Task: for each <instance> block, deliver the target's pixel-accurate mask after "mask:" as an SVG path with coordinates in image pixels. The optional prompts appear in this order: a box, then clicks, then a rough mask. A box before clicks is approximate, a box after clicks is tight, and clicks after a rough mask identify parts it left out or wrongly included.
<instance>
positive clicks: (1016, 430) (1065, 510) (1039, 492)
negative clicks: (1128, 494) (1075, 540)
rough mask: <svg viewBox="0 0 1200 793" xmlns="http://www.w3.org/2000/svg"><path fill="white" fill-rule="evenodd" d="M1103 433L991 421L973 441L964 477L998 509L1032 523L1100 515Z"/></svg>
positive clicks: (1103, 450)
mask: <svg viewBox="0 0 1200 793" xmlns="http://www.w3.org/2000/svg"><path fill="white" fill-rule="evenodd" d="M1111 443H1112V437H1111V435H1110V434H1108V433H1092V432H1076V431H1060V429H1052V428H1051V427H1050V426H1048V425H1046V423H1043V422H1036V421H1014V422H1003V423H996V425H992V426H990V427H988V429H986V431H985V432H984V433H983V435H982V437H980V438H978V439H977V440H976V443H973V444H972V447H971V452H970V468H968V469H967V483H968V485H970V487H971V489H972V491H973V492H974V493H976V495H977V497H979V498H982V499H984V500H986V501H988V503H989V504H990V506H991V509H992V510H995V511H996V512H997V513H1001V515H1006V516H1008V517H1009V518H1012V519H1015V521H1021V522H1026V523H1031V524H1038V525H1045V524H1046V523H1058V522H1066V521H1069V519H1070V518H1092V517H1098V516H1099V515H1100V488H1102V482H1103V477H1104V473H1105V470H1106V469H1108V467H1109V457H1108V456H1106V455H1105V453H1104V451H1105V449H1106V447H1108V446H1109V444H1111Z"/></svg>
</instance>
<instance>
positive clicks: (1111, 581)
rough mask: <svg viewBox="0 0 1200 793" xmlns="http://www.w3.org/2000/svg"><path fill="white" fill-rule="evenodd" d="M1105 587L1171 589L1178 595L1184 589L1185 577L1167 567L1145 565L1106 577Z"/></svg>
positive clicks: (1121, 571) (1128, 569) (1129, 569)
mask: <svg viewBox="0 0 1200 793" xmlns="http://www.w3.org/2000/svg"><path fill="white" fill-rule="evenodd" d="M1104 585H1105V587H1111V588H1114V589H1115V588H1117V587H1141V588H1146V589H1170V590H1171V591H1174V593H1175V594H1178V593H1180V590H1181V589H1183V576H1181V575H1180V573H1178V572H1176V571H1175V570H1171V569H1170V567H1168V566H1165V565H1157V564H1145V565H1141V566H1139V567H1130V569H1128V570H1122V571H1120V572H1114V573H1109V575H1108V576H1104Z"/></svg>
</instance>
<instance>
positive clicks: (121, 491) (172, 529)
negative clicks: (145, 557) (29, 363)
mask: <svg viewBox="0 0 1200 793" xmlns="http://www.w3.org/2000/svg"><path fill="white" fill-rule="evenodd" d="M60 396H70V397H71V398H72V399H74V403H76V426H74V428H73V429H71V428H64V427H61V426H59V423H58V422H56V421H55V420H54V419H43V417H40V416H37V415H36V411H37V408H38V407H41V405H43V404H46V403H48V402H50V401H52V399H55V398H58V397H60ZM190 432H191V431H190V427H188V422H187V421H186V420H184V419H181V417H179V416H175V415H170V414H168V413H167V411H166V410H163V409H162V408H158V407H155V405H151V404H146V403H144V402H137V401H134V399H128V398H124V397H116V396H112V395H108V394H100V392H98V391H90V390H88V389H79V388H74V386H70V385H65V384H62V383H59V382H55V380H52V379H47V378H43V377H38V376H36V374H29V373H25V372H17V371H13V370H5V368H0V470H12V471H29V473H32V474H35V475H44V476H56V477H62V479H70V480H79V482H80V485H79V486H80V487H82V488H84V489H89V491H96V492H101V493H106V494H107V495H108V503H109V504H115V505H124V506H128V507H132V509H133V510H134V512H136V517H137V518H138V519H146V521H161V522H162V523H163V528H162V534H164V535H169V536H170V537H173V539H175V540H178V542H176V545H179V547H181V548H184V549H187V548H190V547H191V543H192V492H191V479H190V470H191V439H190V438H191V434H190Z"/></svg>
#####
What needs to be done: Gather each line of the listing containing the word "rough" and show it.

Response to this exercise:
Task: for each <instance> block, deliver the target's pixel-accurate mask after "mask:" as an SVG path with coordinates in image pixels. The optional prompts appear in this order: a box, then clicks, then a rough mask. A box before clicks is approximate, a box after clicks is tight, and clicks after a rough mask identify parts it left out or wrongly included.
rough mask: <svg viewBox="0 0 1200 793" xmlns="http://www.w3.org/2000/svg"><path fill="white" fill-rule="evenodd" d="M1103 433L991 421L973 441L964 477L998 509L1032 523L1100 515Z"/></svg>
rough mask: <svg viewBox="0 0 1200 793" xmlns="http://www.w3.org/2000/svg"><path fill="white" fill-rule="evenodd" d="M1105 587L1171 589L1178 595L1184 589L1185 577L1167 567L1145 565L1106 577Z"/></svg>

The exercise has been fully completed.